:: Objective ::
Pull out every line of the listing below that contains the string "mane", treating uppercase and lowercase as different.

:: Records for this task ::
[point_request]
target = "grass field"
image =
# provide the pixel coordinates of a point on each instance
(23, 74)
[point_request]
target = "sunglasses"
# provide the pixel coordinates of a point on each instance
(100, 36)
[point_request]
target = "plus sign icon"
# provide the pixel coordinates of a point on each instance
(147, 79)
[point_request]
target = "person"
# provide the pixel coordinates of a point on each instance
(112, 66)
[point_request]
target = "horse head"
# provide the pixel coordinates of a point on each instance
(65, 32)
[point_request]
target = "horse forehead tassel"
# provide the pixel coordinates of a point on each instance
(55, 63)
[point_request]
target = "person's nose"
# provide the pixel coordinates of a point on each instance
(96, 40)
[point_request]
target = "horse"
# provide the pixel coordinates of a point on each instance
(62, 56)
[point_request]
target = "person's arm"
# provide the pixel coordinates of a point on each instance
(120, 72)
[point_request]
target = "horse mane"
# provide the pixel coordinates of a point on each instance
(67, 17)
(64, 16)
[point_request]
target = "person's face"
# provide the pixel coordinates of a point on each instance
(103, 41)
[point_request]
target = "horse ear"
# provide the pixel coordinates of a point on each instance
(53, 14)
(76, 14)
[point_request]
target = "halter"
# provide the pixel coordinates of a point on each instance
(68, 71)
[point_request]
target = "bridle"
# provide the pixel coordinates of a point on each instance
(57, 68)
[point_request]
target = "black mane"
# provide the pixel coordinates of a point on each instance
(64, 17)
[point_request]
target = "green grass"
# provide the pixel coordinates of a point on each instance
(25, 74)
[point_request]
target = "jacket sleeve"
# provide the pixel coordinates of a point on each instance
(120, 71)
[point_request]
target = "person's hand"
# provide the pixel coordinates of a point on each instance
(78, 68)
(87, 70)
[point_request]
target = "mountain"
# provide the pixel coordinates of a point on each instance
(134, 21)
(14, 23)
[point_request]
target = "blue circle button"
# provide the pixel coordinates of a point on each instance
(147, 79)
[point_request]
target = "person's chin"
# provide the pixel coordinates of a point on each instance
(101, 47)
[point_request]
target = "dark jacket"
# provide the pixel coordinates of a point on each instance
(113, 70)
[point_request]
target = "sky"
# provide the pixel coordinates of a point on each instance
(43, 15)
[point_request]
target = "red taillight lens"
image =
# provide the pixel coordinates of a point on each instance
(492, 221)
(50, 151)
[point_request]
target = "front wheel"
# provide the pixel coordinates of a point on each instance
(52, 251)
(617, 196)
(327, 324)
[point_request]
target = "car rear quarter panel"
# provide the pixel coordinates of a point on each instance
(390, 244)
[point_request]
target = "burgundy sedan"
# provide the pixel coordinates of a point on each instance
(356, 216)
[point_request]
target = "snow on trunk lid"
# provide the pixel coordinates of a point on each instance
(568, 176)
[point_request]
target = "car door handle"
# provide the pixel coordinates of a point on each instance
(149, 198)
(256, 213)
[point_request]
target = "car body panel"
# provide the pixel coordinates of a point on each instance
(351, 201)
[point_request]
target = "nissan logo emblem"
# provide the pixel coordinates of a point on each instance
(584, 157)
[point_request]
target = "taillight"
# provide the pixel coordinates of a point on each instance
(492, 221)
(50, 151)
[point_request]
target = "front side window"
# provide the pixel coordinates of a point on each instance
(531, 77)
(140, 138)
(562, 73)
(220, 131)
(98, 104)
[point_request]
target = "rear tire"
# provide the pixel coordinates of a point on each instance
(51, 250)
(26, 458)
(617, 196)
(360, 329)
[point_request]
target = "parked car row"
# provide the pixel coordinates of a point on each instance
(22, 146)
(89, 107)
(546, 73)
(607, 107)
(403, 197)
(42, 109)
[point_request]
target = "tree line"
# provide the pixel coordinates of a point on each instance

:: Complete output ::
target = "horse mane"
target = "black mane"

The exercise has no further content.